:: 给定文本 ::
R 数据可视化 —— circlize 圆形热图
前言
在前一节,我们介绍了如何使用 circos.rect()
函数来绘制圆形热图,在 0.4.10
版本之后,circlize
包提供了 circos.heatmap()
函数,来简化圆形热图的创建和绘制。
下面我们来介绍如何使用该函数来绘制圆形热图,首先,创建数据
mat <- rbind(
cbind(matrix(
rnorm(50*5, mean = 1), nr = 50),
matrix(rnorm(50*5, mean = -1), nr = 50)
),
cbind(matrix(
rnorm(50*5, mean = -1), nr = 50),
matrix(rnorm(50*5, mean = 1), nr = 50)
)
)
rownames(mat) <- paste0("R", 1:100)
colnames(mat) <- paste0("C", 1:10)
mat <- mat[sample(100, 100), ]
split <- sample(letters[1:5], 100, replace = TRUE)
split <- factor(split, levels = letters[1:5])
构造 100*10
的矩阵,并随机分为 5
类。如果是正常聚类热图的话
Heatmap(mat, row_split = split)
圆形热图
1. 输入数据
circos.heatmap()
的输入数据必须为矩阵,如果矩阵存在不同的分组,必须在 split
参数中传递字符向量或因子,如果传递了数值向量,会自动转换为字符
如果输入数据的矩阵是连续型数值,颜色参数 col
必须为 colorRamp2()
生成的颜色映射,如果是字符型,则需要传递定义颜色映射的命名向量
col_fun <- colorRamp2(c(-2, 0, 2), c("#fc8d59", "#ffffbf", "#91bfdb"))
circos.heatmap(mat, split = split, col = col_fun)
circos.clear()
行数据的绘制是沿着圆的方向,列是沿着半径的方向
如果不添加 split
,则默认绘制一个大的扇形区域
circos.heatmap(mat, col = col_fun)
circos.clear()
记住要用 circos.clear()
来删除布局
2. 布局控制
可以在绘制圆形热图之前,使用 circos.par()

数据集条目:
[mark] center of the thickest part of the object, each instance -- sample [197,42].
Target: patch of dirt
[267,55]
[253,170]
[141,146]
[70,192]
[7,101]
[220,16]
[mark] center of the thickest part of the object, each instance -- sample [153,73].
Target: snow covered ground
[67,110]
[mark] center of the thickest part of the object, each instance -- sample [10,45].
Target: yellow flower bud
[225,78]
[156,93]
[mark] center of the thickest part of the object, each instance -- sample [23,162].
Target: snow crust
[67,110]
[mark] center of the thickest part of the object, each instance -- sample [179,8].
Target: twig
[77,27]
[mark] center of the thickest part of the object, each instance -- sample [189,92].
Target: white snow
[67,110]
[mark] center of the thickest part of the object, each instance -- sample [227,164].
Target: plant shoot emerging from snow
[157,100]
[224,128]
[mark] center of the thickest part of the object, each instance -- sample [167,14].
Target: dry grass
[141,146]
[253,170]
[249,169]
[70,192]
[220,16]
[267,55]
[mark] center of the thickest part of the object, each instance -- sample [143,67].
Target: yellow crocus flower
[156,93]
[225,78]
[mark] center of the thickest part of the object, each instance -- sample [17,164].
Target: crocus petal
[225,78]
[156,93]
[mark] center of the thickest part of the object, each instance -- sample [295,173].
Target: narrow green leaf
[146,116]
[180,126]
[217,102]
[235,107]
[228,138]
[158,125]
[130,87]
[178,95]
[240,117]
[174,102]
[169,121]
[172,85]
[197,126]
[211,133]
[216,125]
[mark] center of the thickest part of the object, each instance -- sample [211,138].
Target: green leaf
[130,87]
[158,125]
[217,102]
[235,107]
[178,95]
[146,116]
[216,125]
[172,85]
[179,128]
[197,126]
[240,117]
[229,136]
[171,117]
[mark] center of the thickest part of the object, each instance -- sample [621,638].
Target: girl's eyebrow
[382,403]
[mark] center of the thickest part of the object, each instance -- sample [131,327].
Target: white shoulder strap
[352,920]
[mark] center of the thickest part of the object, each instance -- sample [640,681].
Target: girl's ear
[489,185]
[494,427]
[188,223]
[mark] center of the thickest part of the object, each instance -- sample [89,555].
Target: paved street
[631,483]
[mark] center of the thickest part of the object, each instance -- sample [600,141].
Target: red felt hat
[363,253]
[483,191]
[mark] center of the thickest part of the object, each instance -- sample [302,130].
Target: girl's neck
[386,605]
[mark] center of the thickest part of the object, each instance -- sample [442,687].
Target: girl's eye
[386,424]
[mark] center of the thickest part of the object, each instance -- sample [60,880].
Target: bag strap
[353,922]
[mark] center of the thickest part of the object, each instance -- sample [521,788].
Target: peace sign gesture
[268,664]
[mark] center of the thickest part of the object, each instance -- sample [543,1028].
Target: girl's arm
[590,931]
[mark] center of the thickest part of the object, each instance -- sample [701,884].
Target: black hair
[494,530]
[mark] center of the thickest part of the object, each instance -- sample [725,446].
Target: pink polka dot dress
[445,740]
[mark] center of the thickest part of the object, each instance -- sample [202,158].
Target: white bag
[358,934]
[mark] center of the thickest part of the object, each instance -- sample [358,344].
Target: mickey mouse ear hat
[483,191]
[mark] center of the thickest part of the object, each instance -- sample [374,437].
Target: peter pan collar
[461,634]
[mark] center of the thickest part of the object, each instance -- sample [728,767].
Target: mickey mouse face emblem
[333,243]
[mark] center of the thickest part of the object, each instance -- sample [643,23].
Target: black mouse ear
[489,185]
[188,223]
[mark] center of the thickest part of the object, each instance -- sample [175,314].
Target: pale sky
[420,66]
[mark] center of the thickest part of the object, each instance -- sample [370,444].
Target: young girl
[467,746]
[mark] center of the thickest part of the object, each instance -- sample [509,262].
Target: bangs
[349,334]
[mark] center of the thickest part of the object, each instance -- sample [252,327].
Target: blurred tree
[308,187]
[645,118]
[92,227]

:: 任务 ::
1) 根据关于 circlize 圆形热图的文本，矩阵的行和列分别沿什么方向绘制？
2) 从 circlize 圆形热图文本中含有“的输入数据必须为矩阵,如果矩阵存在不同的分组,必须在 split”的地方开始，到“记住要用 circos.clear()”结束，把这一段原文一字不改地照抄下来。

:: 答案 ::
1) 行沿着圆的方向绘制，列沿着半径的方向绘制。

2)
的输入数据必须为矩阵,如果矩阵存在不同的分组,必须在 split
参数中传递字符向量或因子,如果传递了数值向量,会自动转换为字符
如果输入数据的矩阵是连续型数值,颜色参数 col
必须为 colorRamp2()
生成的颜色映射,如果是字符型,则需要传递定义颜色映射的命名向量
col_fun <- colorRamp2(c(-2, 0, 2), c("#fc8d59", "#ffffbf", "#91bfdb"))
circos.heatmap(mat, split = split, col = col_fun)
circos.clear()
行数据的绘制是沿着圆的方向,列是沿着半径的方向
如果不添加 split
,则默认绘制一个大的扇形区域
circos.heatmap(mat, col = col_fun)
circos.clear()
记住要用 circos.clear()